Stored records
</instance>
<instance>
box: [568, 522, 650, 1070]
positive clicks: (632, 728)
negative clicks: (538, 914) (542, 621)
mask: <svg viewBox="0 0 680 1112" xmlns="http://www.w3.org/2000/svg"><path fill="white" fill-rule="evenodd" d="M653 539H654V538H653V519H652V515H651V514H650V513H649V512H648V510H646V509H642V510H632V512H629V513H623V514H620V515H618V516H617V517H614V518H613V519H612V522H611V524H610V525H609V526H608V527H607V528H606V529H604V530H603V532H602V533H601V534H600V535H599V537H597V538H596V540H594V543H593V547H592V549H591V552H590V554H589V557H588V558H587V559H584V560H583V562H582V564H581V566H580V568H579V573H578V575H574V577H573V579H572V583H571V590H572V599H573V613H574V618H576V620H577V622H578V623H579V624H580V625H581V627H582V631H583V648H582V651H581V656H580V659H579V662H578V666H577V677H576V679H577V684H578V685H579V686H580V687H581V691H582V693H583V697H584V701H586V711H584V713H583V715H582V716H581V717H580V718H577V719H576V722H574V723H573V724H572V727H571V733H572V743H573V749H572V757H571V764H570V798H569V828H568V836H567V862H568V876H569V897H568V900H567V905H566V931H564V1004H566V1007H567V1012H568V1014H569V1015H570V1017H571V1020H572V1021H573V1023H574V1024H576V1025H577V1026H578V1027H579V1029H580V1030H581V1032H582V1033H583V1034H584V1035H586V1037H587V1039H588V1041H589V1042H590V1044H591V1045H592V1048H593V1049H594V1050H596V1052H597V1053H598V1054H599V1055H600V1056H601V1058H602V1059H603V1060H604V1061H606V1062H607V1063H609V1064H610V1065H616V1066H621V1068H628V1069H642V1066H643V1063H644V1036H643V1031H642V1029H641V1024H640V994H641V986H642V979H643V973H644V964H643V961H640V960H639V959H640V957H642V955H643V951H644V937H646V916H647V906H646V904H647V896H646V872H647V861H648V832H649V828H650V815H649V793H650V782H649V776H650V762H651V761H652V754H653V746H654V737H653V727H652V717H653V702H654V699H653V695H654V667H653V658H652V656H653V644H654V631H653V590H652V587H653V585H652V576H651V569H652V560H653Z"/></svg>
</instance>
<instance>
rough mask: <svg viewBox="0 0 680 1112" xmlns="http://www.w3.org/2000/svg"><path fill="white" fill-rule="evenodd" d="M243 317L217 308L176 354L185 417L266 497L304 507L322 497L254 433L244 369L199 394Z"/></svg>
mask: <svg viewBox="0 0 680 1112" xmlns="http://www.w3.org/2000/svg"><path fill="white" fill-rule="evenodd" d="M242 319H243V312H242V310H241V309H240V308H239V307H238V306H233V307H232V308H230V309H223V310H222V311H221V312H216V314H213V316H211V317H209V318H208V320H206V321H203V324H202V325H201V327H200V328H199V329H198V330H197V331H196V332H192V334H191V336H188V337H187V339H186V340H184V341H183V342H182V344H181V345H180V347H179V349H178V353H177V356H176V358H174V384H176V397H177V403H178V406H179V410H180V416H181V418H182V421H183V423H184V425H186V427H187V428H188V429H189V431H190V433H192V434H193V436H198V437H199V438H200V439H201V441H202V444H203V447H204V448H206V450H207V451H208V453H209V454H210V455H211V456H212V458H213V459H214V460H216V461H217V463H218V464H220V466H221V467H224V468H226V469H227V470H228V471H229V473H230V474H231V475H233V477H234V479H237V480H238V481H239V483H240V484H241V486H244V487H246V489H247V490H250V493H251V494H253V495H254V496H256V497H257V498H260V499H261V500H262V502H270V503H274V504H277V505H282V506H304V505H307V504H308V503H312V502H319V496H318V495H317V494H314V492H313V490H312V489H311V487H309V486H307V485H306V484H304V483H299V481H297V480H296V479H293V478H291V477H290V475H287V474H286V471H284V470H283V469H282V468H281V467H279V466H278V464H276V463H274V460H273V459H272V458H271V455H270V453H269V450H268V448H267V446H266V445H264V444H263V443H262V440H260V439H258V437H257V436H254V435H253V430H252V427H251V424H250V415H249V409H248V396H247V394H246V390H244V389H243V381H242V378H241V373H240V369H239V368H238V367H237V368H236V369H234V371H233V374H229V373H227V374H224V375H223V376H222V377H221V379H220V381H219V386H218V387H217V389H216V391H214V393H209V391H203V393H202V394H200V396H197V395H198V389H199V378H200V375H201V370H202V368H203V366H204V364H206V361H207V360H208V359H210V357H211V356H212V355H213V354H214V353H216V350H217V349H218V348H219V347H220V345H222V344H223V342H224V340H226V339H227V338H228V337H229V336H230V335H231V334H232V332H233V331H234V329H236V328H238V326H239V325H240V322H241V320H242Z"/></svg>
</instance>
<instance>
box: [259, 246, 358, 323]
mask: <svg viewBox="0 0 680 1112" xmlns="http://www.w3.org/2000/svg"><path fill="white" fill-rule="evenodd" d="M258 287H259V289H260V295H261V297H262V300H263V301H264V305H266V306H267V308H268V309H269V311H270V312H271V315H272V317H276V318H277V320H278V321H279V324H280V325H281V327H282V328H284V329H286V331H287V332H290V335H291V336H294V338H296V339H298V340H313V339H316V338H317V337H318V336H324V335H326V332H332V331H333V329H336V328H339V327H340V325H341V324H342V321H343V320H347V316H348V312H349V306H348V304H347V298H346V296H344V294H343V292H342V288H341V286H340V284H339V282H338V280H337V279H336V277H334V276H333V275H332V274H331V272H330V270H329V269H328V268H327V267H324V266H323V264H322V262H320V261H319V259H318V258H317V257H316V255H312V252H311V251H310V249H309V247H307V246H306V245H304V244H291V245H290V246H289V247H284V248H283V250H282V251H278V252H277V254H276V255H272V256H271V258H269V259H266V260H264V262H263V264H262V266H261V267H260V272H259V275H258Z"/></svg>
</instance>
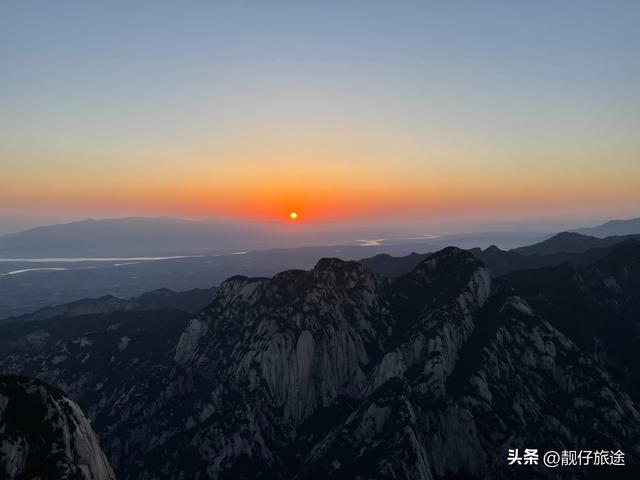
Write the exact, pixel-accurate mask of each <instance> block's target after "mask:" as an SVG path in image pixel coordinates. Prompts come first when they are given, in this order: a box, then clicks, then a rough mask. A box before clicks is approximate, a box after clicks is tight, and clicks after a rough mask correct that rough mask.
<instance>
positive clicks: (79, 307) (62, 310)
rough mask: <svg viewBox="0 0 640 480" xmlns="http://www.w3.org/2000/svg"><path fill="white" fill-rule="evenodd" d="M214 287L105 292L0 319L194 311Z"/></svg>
mask: <svg viewBox="0 0 640 480" xmlns="http://www.w3.org/2000/svg"><path fill="white" fill-rule="evenodd" d="M215 290H216V288H215V287H211V288H194V289H191V290H186V291H183V292H174V291H173V290H170V289H168V288H160V289H157V290H152V291H151V292H147V293H143V294H142V295H140V296H137V297H132V298H119V297H115V296H113V295H105V296H103V297H99V298H83V299H81V300H76V301H74V302H69V303H65V304H62V305H56V306H53V307H44V308H41V309H39V310H37V311H35V312H33V313H28V314H24V315H20V316H16V317H9V318H5V319H1V320H0V323H18V322H31V321H35V320H47V319H50V318H56V317H67V318H68V317H77V316H81V315H91V314H100V313H112V312H140V311H154V310H179V311H183V312H188V313H196V312H198V311H199V310H201V309H202V308H204V307H205V306H206V305H208V304H209V303H211V300H212V299H213V296H214V293H215Z"/></svg>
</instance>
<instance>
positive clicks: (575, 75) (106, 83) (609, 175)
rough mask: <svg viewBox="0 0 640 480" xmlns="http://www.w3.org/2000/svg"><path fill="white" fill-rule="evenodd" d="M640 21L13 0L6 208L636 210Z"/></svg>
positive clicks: (550, 211) (24, 212) (615, 214)
mask: <svg viewBox="0 0 640 480" xmlns="http://www.w3.org/2000/svg"><path fill="white" fill-rule="evenodd" d="M638 25H640V2H616V1H613V2H610V1H607V2H604V1H602V2H585V1H582V2H561V1H555V2H544V1H542V2H540V1H537V2H506V1H505V2H349V1H347V2H64V1H63V2H28V1H19V2H12V1H8V2H7V1H5V2H3V3H2V6H0V71H2V75H1V76H0V107H1V108H0V111H1V112H0V145H1V146H0V162H2V165H3V170H4V172H5V175H4V180H3V179H2V178H0V187H3V188H1V189H0V190H3V191H4V193H0V202H1V204H0V209H1V210H2V211H3V212H5V213H6V214H9V213H10V214H12V215H16V214H20V215H23V214H24V215H29V214H35V213H34V212H36V213H38V214H39V215H42V214H43V212H44V213H51V214H53V213H56V214H69V215H77V216H83V215H89V214H94V215H97V216H99V215H117V214H127V213H153V214H176V215H181V216H206V215H208V214H217V215H220V214H225V212H227V213H228V214H229V215H230V216H234V217H241V218H251V217H258V218H266V217H270V216H278V215H280V214H281V213H282V212H281V210H282V211H286V210H287V209H289V208H291V209H294V208H295V209H300V208H301V207H300V206H299V205H296V203H299V204H300V205H301V206H302V208H305V209H307V210H308V211H309V212H310V215H309V216H310V217H311V216H315V217H317V218H325V217H330V216H331V215H332V214H331V212H333V211H335V210H337V209H339V206H340V205H347V206H348V207H349V208H345V209H344V210H345V211H346V213H345V216H346V217H359V216H363V215H366V214H367V208H365V206H364V205H365V204H367V205H370V204H375V203H376V202H375V199H374V197H376V195H378V194H379V197H380V198H381V199H383V200H380V202H381V203H384V204H385V205H390V206H391V207H390V208H389V209H388V210H389V211H385V215H390V216H395V215H397V212H396V211H394V208H396V210H400V211H402V212H404V211H411V212H413V211H414V210H420V211H428V212H429V214H430V215H433V216H438V215H441V216H445V215H446V216H450V215H461V217H462V216H464V215H474V216H476V215H478V214H480V215H485V214H486V216H487V218H489V217H496V216H500V215H503V216H511V217H513V216H516V214H517V211H516V210H517V209H520V210H521V211H523V212H524V213H525V214H526V215H530V216H532V217H536V218H537V217H540V218H547V217H549V216H553V215H555V214H556V213H557V212H560V213H562V214H563V215H567V216H569V217H573V218H576V217H579V216H583V217H584V216H586V215H588V214H589V213H590V212H595V213H596V214H597V215H598V216H607V215H616V214H618V215H627V214H630V213H632V210H633V209H634V208H637V207H638V206H639V200H640V198H639V195H638V194H637V193H634V184H635V185H636V186H637V184H638V182H639V181H640V166H639V165H640V161H639V159H638V153H639V152H640V140H639V139H640V136H639V135H638V133H639V127H640V120H639V117H640V115H639V113H638V112H640V91H639V90H640V61H639V60H638V59H639V58H640V52H639V51H638V50H639V49H640V28H638ZM352 165H355V166H352ZM150 171H153V172H154V173H153V175H151V177H149V178H147V181H146V182H143V181H142V180H141V178H142V177H143V176H145V175H147V174H148V173H149V172H150ZM126 172H128V173H129V175H126V174H125V173H126ZM394 172H404V173H402V174H396V173H394ZM271 173H273V176H270V175H271ZM276 173H277V174H276ZM289 173H291V178H289V177H288V175H289ZM354 175H356V176H359V178H360V180H359V181H360V182H365V183H367V182H368V184H367V185H364V186H363V187H362V188H361V189H360V190H358V191H357V192H356V193H354V192H349V191H347V190H348V189H349V183H350V181H349V180H350V179H351V178H353V176H354ZM294 177H295V178H294ZM467 177H468V178H467ZM203 178H206V179H207V182H200V179H203ZM332 178H334V179H337V182H336V184H335V185H337V186H336V188H337V190H336V192H331V194H335V195H334V196H335V197H336V198H337V199H338V200H336V201H335V202H334V201H332V200H331V199H329V198H327V197H328V196H329V192H328V191H329V190H331V188H333V185H334V184H333V180H331V179H332ZM296 179H300V180H296ZM366 179H369V180H366ZM2 182H4V183H2ZM262 182H267V183H269V185H270V188H264V187H263V186H259V185H258V184H259V183H262ZM295 182H298V183H302V185H301V186H300V188H296V186H295V185H294V183H295ZM323 182H324V183H323ZM385 182H387V183H392V184H393V185H391V186H389V185H388V184H387V185H385ZM149 183H152V184H153V186H154V188H151V187H149V185H148V184H149ZM532 184H533V186H532ZM18 185H19V186H20V188H18V187H17V186H18ZM88 185H92V186H93V188H91V189H89V188H87V186H88ZM442 185H444V186H446V187H447V188H444V187H442V188H441V186H442ZM423 187H424V188H423ZM421 189H423V190H428V191H432V192H435V193H433V194H432V195H431V196H429V195H426V196H421V195H420V191H421ZM231 190H233V192H231ZM308 191H311V192H312V193H307V192H308ZM69 192H72V194H71V193H69ZM185 192H196V193H197V195H196V193H194V194H193V198H190V199H189V201H188V202H187V201H185V200H184V198H185V196H187V195H186V193H185ZM407 192H409V193H407ZM491 192H495V194H493V193H491ZM274 196H275V197H278V198H277V199H276V200H274V201H273V205H270V206H269V207H268V208H266V209H261V208H258V207H257V206H256V207H253V206H252V205H258V204H261V203H262V204H264V203H265V201H263V200H264V198H266V197H269V199H272V198H273V197H274ZM114 198H116V199H118V201H113V199H114ZM269 201H271V200H269ZM585 202H586V203H585ZM267 203H268V202H267ZM320 204H322V205H320ZM514 205H515V207H514ZM351 206H354V207H353V208H351ZM413 207H415V209H414V208H413ZM373 208H374V210H379V208H378V207H376V206H375V205H374V207H373ZM478 208H479V209H480V210H478ZM514 208H515V210H514ZM477 210H478V211H477ZM311 212H313V215H312V214H311ZM411 215H415V213H411Z"/></svg>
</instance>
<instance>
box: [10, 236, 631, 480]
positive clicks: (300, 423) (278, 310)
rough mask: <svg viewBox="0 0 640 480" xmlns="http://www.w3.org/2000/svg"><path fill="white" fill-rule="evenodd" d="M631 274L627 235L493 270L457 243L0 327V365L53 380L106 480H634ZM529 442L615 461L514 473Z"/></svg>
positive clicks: (524, 468)
mask: <svg viewBox="0 0 640 480" xmlns="http://www.w3.org/2000/svg"><path fill="white" fill-rule="evenodd" d="M487 250H490V251H489V252H488V254H489V255H501V253H500V252H498V251H497V250H496V249H487ZM507 253H508V252H507ZM414 258H415V256H414ZM567 268H569V270H568V272H569V273H568V274H566V273H565V271H567ZM639 275H640V244H638V243H635V242H629V243H623V244H622V245H618V246H617V247H616V248H615V249H614V250H613V251H611V252H609V254H608V255H607V256H605V257H603V258H601V259H600V260H598V261H597V262H596V263H594V264H592V265H590V266H587V267H580V268H574V267H568V266H567V265H562V266H560V267H557V268H556V267H554V268H553V269H552V270H549V271H540V270H530V271H528V272H520V273H518V274H515V273H514V274H513V276H509V277H508V278H499V279H495V278H492V276H491V275H490V272H489V268H487V266H486V265H485V264H484V263H483V262H482V261H480V260H478V259H477V258H476V257H474V256H473V255H472V254H470V253H469V252H467V251H463V250H460V249H457V248H455V247H449V248H446V249H444V250H441V251H439V252H437V253H434V254H432V255H429V256H428V257H426V258H424V259H423V260H422V261H421V262H419V263H418V265H417V266H416V267H415V268H414V269H412V270H411V271H410V272H409V273H407V274H405V275H401V276H400V277H398V278H396V279H395V280H388V279H385V278H381V277H379V276H376V275H374V274H372V273H371V272H370V271H368V270H367V269H366V268H365V267H364V266H363V265H361V264H359V263H357V262H344V261H341V260H338V259H336V258H325V259H322V260H320V261H319V262H317V264H316V266H315V267H314V268H313V269H312V270H308V271H303V270H289V271H285V272H281V273H279V274H277V275H275V276H274V277H273V278H248V277H243V276H234V277H232V278H229V279H228V280H227V281H225V282H224V283H223V284H222V285H220V287H219V288H218V290H217V291H216V295H215V298H214V300H213V301H212V303H211V304H210V305H209V306H207V307H206V308H205V309H203V310H202V311H201V312H200V313H198V314H196V315H191V316H188V315H187V314H183V313H178V312H175V311H160V312H118V313H112V314H108V315H87V316H83V317H76V318H58V319H56V320H48V321H42V322H28V323H22V324H11V325H2V326H0V371H5V372H10V373H15V374H21V375H29V376H33V377H36V378H39V379H46V380H47V382H48V383H51V384H52V385H56V386H60V387H62V386H64V390H65V392H66V393H67V395H69V398H71V399H73V400H74V401H75V402H77V403H78V404H79V405H80V406H81V407H82V408H83V409H84V410H85V411H86V412H88V414H89V416H90V417H91V418H92V426H93V428H94V429H95V431H96V432H97V434H98V436H99V438H100V444H101V446H102V448H103V449H104V452H105V454H106V456H107V458H108V459H109V461H110V463H111V465H112V466H113V468H114V470H115V472H116V474H117V475H118V478H120V479H142V478H145V479H148V478H184V479H187V478H203V479H211V480H222V479H256V478H265V479H266V478H269V479H274V480H285V479H298V480H316V479H333V480H338V479H344V478H349V479H351V478H375V479H383V478H384V479H386V478H389V479H396V480H432V479H434V478H437V479H444V478H458V479H461V478H478V479H480V478H482V479H484V478H486V479H489V478H491V479H500V480H507V479H514V478H548V479H555V478H569V477H570V478H575V479H595V478H603V479H604V478H607V479H609V478H618V477H616V476H615V474H622V475H623V476H625V477H626V478H629V479H631V478H638V476H637V473H638V471H637V469H635V470H634V468H635V467H634V466H637V465H638V464H639V463H640V413H638V412H639V411H640V392H639V391H638V386H637V385H638V384H639V381H638V380H639V379H638V377H639V374H638V373H637V372H639V371H640V369H639V368H638V366H639V364H638V362H639V361H640V357H639V356H638V354H637V348H635V349H634V346H635V345H637V342H638V341H640V339H639V338H638V333H637V332H638V331H640V330H639V329H638V328H639V320H638V319H639V318H640V317H639V315H640V310H639V306H640V304H639V303H638V295H637V292H638V288H640V285H639V284H638V279H640V276H639ZM564 292H566V293H567V294H566V295H565V294H563V293H564ZM589 312H593V314H592V315H586V314H589ZM565 314H566V316H565ZM574 323H575V325H573V324H574ZM614 329H615V330H618V331H616V332H611V330H614ZM625 337H626V338H625ZM0 405H2V402H0ZM38 425H40V427H39V429H41V431H43V432H47V431H48V430H49V429H50V427H51V425H49V423H48V422H44V423H43V424H38ZM56 425H57V424H56ZM36 431H39V430H36ZM525 446H531V448H540V449H543V450H545V451H546V450H558V451H560V450H563V449H567V448H568V449H575V450H581V449H582V450H587V449H588V450H593V449H595V448H598V449H600V448H605V449H607V450H613V451H617V450H621V451H623V452H624V453H625V454H626V457H625V462H626V464H627V467H608V466H606V465H602V466H598V467H594V468H593V469H592V468H582V467H576V468H573V469H571V471H570V472H569V473H570V475H567V472H568V471H569V470H567V469H565V470H560V469H558V470H557V471H553V470H550V469H545V468H544V467H543V466H542V465H538V466H535V465H532V466H524V465H522V466H515V467H512V466H508V465H507V463H506V455H507V449H508V448H521V449H522V448H524V447H525ZM555 472H558V473H557V474H556V473H555Z"/></svg>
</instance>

#### Work to complete
Which lines of the records hold the string "rough"? Copy each one.

#### Solution for this problem
rough mask: <svg viewBox="0 0 680 1112" xmlns="http://www.w3.org/2000/svg"><path fill="white" fill-rule="evenodd" d="M243 317L217 308L176 354L185 417L266 497L304 507L322 497L254 433L244 369L199 394Z"/></svg>
Write the exact, pixel-accurate mask of each <instance> block's target after "mask:" as an SVG path in image pixel coordinates. Prompts come first when they are given, in this order: a box, then clicks, then a rough mask. A box before clicks is approximate, a box after clicks is tight, and clicks after a rough mask correct that rough mask.
rough mask: <svg viewBox="0 0 640 480" xmlns="http://www.w3.org/2000/svg"><path fill="white" fill-rule="evenodd" d="M214 287L105 292L0 319L194 311Z"/></svg>
rough mask: <svg viewBox="0 0 640 480" xmlns="http://www.w3.org/2000/svg"><path fill="white" fill-rule="evenodd" d="M640 21L13 0L6 208L636 210Z"/></svg>
rough mask: <svg viewBox="0 0 640 480" xmlns="http://www.w3.org/2000/svg"><path fill="white" fill-rule="evenodd" d="M631 274L627 235L493 270L457 243L0 327V365L53 380L106 480H634ZM529 442L615 461L514 473Z"/></svg>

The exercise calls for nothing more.